:: Excerpted passage ::

Someone once held my hand in theirs and said “these are the hands that create your life”. I was hit by that memory the other day as I looked down and my hands. They were covered in dust, primer, paint of various colors, polyurethane, cracked with cuts and calluses. I felt immense gratitude and appreciation. These hands were and are literally building my future, my families home, and are an extension of my love out into the world. I would never work this hard for something for myself, or even for my husband. This house is our gift to our children. It is their stability, their safety, and their comfort.
Then the other day as I was talking to my friend who said something that awe struck me. She reflected that while so many others have been bested by COVID my and my husband refused to quit. That in fact we had faced all odds to create something better for our family than had been the case before.
When I digested this comment it made me realize something. One of those kinds of somethings that I already knew in my bones but I had been to busy to remember.Which is this: We are defined by out difficult times. We can totally succumb to them or we can rise above. I Am A God Damn Phoenix! I have risen out of the ashes and redefined my life. That is such an empowering feeling.
So the work is nowhere near done. And that is OK. Because I have my family and I have my home and I have control over my destiny.

:::
:: Available data ::

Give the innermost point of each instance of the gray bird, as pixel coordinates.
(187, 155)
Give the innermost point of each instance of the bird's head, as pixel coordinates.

:::

-- Problems and tasks --
**1.** Edit the passage about building a family home: rewrite it from "Then the other" to "over my destiny.", replacing "destiny" with "future".
**2.** Summarize the passage about building a family home in two sentences.

-- Solution set --
**1.**
Then the other day as I was talking to my friend who said something that awe struck me. She reflected that while so many others have been bested by COVID my and my husband refused to quit. That in fact we had faced all odds to create something better for our family than had been the case before.
When I digested this comment it made me realize something. One of those kinds of somethings that I already knew in my bones but I had been to busy to remember.Which is this: We are defined by out difficult times. We can totally succumb to them or we can rise above. I Am A God Damn Phoenix! I have risen out of the ashes and redefined my life. That is such an empowering feeling.
So the work is nowhere near done. And that is OK. Because I have my family and I have my home and I have control over my future.

**2.** Looking at hands covered in dust and paint from work on the house, the writer feels grateful that those hands are building a home meant to give the children stability, safety and comfort. A friend's remark that the writer and their husband refused to quit during COVID brings the realization that people are defined by their difficult times, and though the work is far from done, the writer feels in control of their destiny.